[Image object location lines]
|---|

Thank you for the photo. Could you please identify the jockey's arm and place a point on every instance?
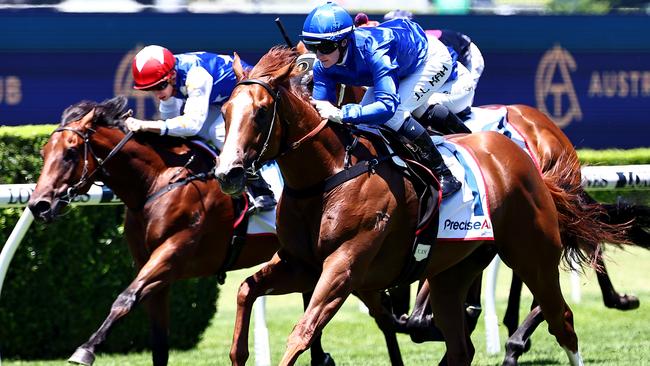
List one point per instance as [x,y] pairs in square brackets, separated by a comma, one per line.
[170,108]
[199,87]
[385,93]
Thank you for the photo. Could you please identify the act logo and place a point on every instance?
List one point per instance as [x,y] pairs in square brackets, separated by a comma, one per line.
[554,91]
[146,104]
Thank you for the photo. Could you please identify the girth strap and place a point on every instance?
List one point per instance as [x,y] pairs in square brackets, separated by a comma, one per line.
[173,185]
[365,166]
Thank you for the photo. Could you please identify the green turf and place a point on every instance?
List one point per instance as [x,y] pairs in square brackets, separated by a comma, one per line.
[607,337]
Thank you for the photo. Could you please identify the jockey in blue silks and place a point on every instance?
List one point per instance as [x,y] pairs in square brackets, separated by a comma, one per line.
[400,64]
[191,88]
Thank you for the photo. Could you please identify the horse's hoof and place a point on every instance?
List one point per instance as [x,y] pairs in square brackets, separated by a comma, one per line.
[625,302]
[510,361]
[82,357]
[429,334]
[326,361]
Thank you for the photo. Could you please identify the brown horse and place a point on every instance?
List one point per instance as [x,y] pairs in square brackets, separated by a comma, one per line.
[178,222]
[352,237]
[549,146]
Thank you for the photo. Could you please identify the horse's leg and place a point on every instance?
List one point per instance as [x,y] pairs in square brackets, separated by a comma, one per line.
[155,275]
[473,303]
[400,297]
[377,303]
[333,288]
[511,317]
[449,291]
[318,356]
[519,341]
[419,324]
[620,213]
[611,298]
[542,277]
[157,305]
[277,277]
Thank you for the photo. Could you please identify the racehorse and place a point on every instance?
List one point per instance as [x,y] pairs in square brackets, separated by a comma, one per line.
[178,222]
[351,238]
[548,145]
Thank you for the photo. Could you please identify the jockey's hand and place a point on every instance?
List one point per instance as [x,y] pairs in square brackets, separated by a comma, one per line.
[137,125]
[327,110]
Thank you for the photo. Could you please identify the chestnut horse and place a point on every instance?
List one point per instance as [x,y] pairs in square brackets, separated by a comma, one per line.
[353,237]
[549,146]
[178,222]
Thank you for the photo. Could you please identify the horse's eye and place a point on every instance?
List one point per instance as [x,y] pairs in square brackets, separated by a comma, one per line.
[70,153]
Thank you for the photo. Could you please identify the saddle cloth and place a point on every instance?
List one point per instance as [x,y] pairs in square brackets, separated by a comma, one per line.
[260,223]
[495,118]
[465,214]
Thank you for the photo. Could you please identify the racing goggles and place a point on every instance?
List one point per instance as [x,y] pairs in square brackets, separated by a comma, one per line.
[324,47]
[160,86]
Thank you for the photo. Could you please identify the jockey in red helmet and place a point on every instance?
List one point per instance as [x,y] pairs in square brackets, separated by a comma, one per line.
[191,88]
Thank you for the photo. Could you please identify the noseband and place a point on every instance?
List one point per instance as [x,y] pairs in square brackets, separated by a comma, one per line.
[85,175]
[275,94]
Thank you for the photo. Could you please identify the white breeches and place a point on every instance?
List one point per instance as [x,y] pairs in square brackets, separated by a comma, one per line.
[415,89]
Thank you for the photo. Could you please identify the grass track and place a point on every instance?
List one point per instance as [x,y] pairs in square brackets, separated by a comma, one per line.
[607,337]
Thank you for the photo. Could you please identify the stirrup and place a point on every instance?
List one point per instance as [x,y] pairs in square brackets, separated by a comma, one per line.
[449,185]
[263,203]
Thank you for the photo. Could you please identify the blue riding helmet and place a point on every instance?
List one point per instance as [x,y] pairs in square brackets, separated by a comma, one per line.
[328,22]
[397,13]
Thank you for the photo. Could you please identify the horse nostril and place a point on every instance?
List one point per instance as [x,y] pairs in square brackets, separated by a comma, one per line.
[39,207]
[232,181]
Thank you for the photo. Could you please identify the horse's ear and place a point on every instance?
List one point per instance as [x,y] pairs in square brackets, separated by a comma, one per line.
[87,120]
[301,49]
[237,67]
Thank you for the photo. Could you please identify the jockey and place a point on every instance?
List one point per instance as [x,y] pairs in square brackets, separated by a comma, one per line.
[468,53]
[197,83]
[402,67]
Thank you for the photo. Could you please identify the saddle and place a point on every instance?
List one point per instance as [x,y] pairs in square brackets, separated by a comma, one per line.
[407,160]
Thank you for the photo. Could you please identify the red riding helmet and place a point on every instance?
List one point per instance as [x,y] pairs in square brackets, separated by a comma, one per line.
[152,65]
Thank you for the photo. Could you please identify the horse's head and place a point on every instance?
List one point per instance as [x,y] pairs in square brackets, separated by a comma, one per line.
[254,129]
[69,162]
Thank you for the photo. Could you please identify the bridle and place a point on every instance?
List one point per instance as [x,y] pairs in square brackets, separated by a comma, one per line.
[275,94]
[86,176]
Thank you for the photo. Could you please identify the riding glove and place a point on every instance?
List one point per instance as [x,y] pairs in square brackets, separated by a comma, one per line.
[136,125]
[327,110]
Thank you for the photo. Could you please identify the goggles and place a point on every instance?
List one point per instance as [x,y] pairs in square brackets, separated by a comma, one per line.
[160,86]
[324,47]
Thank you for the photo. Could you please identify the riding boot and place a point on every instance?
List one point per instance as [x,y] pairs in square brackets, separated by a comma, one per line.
[441,119]
[263,199]
[448,183]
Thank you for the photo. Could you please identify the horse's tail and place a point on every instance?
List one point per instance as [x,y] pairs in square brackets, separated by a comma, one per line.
[623,212]
[583,221]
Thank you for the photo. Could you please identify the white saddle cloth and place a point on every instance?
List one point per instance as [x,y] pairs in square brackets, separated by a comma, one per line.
[465,214]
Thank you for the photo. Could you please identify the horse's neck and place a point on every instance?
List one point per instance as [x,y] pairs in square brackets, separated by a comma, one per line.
[317,158]
[132,171]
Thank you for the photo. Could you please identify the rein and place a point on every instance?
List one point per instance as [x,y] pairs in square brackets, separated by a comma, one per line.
[275,94]
[85,176]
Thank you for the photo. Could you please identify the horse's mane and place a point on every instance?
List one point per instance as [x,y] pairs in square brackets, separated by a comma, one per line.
[272,61]
[107,113]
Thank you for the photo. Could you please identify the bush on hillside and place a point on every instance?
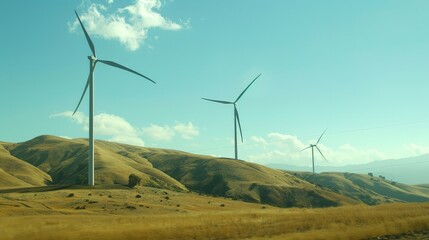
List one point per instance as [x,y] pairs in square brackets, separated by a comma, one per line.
[134,180]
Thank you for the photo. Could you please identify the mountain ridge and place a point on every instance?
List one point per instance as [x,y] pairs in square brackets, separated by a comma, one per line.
[64,161]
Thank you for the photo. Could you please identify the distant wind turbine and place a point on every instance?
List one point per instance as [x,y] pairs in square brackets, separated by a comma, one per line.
[236,117]
[312,146]
[90,82]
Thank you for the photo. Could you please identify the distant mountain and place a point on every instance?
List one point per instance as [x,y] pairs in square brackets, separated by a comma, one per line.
[368,189]
[47,160]
[413,170]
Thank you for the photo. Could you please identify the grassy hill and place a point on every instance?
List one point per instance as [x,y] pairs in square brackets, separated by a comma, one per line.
[15,172]
[48,160]
[116,212]
[65,160]
[368,189]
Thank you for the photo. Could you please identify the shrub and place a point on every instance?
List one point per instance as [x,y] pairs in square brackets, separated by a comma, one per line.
[133,180]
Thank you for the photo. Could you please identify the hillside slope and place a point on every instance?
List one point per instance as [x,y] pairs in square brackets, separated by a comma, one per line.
[368,189]
[48,160]
[65,160]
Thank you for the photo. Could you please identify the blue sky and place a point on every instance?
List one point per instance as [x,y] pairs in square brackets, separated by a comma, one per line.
[358,68]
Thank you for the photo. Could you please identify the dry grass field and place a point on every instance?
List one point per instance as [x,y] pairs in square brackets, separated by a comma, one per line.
[115,212]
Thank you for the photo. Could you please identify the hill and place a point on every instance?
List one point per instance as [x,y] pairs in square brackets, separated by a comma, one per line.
[65,161]
[62,161]
[112,212]
[368,189]
[15,172]
[410,170]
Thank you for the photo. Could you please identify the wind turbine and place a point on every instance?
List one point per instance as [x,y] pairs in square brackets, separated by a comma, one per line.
[236,117]
[93,60]
[312,146]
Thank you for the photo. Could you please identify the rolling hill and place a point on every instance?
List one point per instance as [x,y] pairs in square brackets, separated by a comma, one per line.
[53,160]
[368,189]
[412,170]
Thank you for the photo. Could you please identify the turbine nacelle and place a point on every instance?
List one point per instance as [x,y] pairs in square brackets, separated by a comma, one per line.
[92,58]
[90,84]
[236,116]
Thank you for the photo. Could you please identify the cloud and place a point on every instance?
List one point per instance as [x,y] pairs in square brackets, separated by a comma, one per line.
[286,149]
[259,140]
[166,133]
[128,25]
[159,133]
[112,126]
[415,150]
[186,131]
[78,117]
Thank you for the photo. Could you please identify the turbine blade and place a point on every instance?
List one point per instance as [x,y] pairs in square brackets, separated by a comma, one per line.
[321,136]
[84,91]
[117,65]
[321,153]
[218,101]
[88,39]
[305,148]
[247,88]
[239,124]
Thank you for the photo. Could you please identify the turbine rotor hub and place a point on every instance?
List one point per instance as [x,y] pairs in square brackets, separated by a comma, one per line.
[92,58]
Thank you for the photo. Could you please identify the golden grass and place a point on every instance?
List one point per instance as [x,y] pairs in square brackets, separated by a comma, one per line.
[351,222]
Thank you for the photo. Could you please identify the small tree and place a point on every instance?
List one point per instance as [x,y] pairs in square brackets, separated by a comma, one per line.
[133,180]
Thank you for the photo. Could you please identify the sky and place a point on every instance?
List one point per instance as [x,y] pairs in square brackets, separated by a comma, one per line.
[356,68]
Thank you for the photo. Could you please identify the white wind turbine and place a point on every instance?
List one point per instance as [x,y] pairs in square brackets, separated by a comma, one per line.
[312,146]
[90,82]
[236,117]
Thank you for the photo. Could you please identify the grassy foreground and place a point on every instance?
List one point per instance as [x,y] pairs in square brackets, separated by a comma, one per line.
[349,222]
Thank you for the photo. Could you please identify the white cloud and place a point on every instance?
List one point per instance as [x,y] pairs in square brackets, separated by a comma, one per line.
[415,150]
[186,131]
[78,117]
[166,133]
[159,133]
[115,127]
[259,140]
[128,25]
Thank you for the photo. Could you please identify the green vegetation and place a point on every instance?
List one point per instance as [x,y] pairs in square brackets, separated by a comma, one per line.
[53,160]
[134,180]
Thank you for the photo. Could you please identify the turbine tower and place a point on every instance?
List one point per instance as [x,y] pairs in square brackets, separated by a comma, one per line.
[236,117]
[312,146]
[93,60]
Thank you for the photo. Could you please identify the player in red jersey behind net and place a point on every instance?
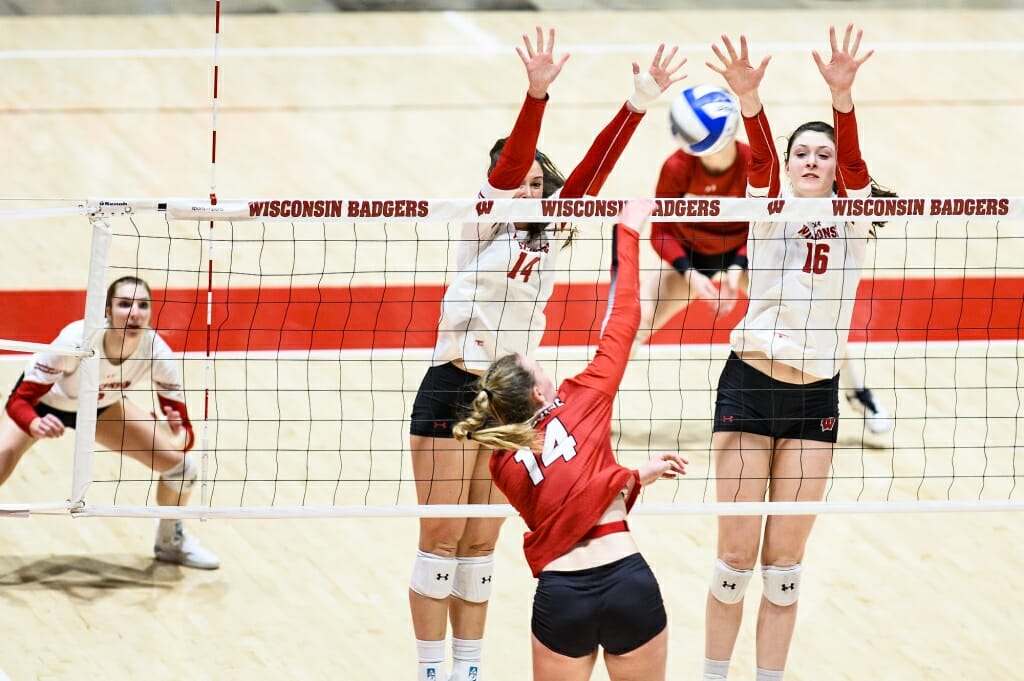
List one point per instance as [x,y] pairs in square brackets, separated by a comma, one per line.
[555,465]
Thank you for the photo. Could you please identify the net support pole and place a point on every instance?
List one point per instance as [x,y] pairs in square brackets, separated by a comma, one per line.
[85,430]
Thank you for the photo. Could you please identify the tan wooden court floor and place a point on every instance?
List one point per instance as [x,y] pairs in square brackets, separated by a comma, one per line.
[411,113]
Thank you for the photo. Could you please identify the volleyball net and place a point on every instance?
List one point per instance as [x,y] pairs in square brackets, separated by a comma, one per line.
[304,328]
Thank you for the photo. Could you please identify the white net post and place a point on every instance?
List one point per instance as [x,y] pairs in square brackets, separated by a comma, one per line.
[85,431]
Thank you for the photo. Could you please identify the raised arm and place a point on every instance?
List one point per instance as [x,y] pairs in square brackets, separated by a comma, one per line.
[589,176]
[839,73]
[519,151]
[623,316]
[743,80]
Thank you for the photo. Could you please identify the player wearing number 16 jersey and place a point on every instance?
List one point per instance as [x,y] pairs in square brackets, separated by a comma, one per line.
[495,306]
[776,416]
[555,464]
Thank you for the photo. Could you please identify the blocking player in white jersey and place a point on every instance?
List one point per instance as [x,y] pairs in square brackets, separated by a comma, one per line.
[44,405]
[493,307]
[554,461]
[776,416]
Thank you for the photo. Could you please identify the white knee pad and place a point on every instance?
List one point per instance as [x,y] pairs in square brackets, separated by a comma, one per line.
[181,477]
[432,576]
[729,585]
[781,584]
[472,579]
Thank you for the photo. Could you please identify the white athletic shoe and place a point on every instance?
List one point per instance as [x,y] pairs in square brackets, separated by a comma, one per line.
[876,415]
[184,549]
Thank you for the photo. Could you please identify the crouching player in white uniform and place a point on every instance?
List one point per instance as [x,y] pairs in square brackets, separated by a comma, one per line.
[44,402]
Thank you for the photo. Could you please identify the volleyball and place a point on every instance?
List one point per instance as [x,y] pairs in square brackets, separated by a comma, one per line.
[704,119]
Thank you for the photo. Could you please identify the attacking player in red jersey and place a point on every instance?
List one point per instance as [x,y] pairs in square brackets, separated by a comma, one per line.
[555,465]
[494,306]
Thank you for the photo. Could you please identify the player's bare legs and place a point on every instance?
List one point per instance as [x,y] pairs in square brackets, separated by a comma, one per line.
[550,666]
[741,468]
[478,540]
[800,472]
[442,468]
[13,443]
[127,428]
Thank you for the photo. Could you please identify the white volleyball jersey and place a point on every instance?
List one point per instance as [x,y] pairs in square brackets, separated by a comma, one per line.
[803,285]
[495,304]
[153,360]
[803,277]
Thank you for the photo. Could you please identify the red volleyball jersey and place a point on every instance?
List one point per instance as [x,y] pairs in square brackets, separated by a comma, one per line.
[683,175]
[562,491]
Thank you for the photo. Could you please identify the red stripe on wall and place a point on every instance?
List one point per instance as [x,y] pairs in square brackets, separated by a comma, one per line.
[887,310]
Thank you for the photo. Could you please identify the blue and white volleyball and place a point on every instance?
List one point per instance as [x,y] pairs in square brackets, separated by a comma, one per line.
[705,119]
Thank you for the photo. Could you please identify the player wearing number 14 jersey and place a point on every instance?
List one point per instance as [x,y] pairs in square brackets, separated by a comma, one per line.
[494,306]
[554,462]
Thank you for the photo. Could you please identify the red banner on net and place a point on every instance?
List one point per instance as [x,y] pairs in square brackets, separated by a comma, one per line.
[888,310]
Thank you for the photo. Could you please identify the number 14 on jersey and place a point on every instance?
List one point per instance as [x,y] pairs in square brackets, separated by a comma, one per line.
[558,443]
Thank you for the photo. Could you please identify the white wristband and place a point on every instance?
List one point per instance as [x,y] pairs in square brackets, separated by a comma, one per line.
[645,91]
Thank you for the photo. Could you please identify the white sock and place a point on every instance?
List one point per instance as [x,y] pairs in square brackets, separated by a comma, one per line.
[466,658]
[165,529]
[716,670]
[431,656]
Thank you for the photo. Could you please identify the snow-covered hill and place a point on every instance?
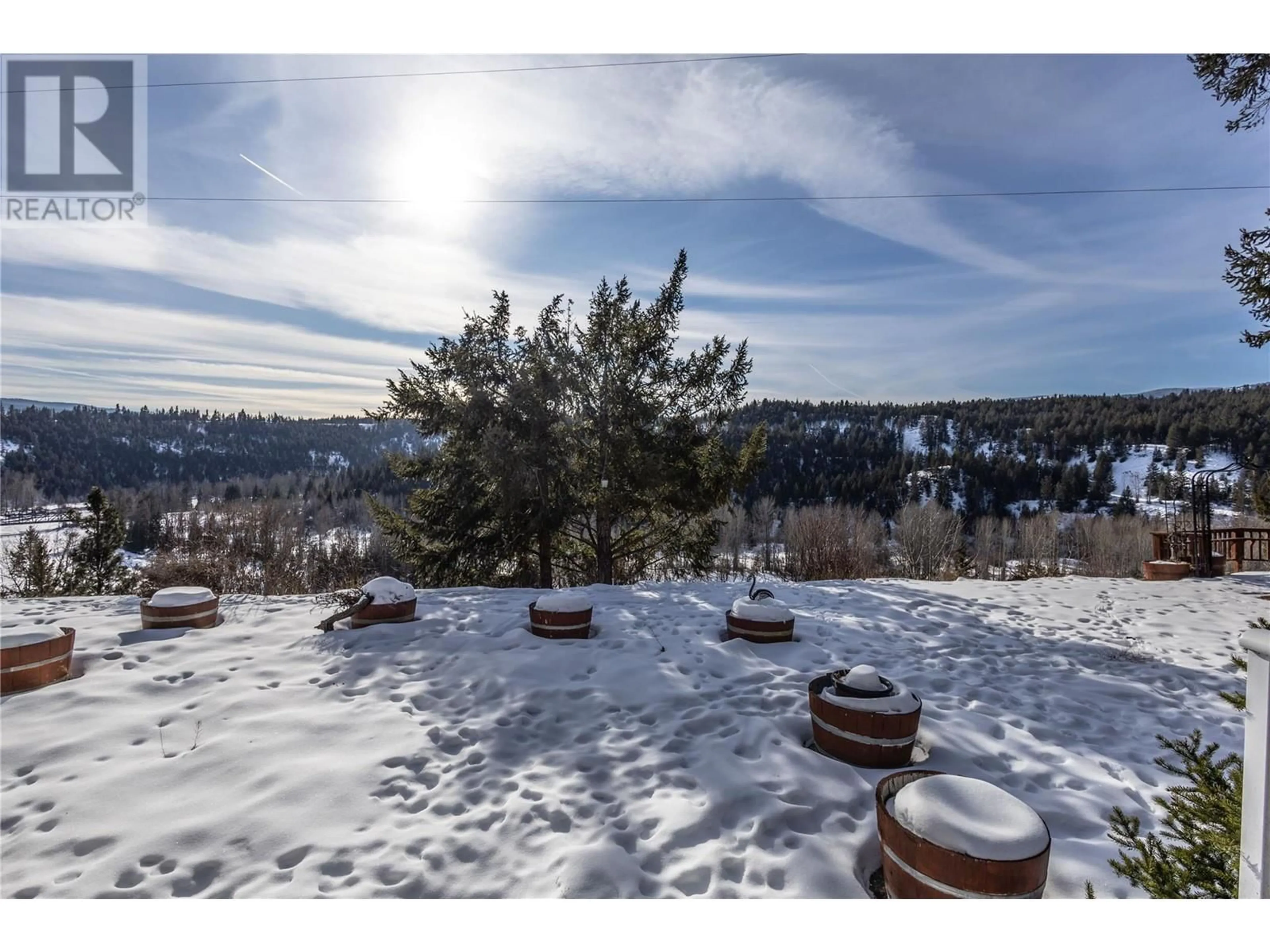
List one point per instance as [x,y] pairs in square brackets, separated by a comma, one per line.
[459,756]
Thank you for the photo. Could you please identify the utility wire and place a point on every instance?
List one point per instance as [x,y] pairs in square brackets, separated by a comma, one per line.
[436,73]
[658,201]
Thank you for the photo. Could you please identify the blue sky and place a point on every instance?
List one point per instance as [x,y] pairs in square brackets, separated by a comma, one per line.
[307,309]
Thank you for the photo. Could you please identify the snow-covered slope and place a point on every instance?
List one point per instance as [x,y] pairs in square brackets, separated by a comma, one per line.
[459,756]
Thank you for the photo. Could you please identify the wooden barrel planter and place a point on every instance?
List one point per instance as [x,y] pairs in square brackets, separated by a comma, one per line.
[567,617]
[760,630]
[394,602]
[384,614]
[181,607]
[1165,572]
[35,657]
[867,727]
[942,862]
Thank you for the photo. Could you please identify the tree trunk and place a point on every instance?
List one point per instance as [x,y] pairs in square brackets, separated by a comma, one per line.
[604,546]
[545,558]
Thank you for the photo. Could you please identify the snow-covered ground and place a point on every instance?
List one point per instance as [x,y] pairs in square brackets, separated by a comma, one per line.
[459,756]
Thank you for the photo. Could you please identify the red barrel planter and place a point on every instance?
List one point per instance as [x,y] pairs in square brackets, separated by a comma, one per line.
[757,631]
[559,625]
[202,615]
[1165,572]
[384,614]
[36,659]
[875,739]
[916,869]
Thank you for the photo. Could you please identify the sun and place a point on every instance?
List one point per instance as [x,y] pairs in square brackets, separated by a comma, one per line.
[437,166]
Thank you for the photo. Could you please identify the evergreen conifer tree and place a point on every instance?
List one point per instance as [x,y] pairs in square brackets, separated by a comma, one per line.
[492,499]
[1244,80]
[31,569]
[95,560]
[1198,853]
[646,436]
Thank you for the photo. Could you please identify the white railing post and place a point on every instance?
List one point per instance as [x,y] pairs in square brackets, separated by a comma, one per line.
[1254,823]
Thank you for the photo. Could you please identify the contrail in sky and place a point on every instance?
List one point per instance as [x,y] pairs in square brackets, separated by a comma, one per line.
[837,385]
[270,175]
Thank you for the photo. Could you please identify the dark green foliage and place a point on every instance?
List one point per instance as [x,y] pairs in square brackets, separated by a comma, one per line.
[1238,698]
[646,437]
[592,452]
[1244,80]
[1126,504]
[96,564]
[1241,79]
[497,488]
[1248,271]
[1198,853]
[31,571]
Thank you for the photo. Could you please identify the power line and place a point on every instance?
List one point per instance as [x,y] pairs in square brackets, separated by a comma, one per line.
[436,73]
[661,201]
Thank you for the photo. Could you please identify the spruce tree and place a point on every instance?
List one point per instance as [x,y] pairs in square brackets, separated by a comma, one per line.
[1244,80]
[646,436]
[96,564]
[31,571]
[493,489]
[1198,853]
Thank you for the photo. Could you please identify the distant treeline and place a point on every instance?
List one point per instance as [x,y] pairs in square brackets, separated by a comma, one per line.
[991,454]
[68,452]
[984,455]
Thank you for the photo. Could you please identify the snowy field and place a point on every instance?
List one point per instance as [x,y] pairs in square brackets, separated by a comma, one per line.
[459,756]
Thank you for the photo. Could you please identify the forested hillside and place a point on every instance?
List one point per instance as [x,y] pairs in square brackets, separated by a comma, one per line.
[981,456]
[987,455]
[70,451]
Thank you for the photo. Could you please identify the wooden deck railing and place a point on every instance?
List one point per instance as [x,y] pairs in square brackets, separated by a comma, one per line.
[1238,545]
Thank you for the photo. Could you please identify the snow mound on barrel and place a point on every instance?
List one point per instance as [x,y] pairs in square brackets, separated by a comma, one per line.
[904,701]
[181,596]
[864,677]
[388,591]
[768,610]
[563,602]
[30,635]
[971,817]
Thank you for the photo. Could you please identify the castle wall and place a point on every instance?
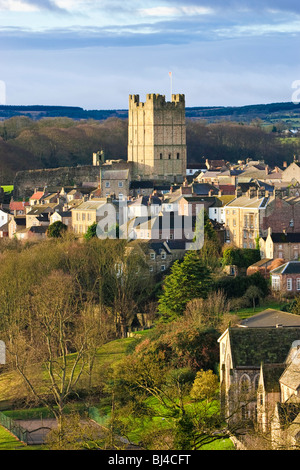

|---|

What the task asks:
Pull out every line above that contains the word "cloth", copying each one in full. Case counts.

Answer to the task:
Thank you for the photo. Could you please identify the saddle cloth and place a point on every instance?
Thank you for the photo. Could you please identify the white saddle cloth and place a point on every instance?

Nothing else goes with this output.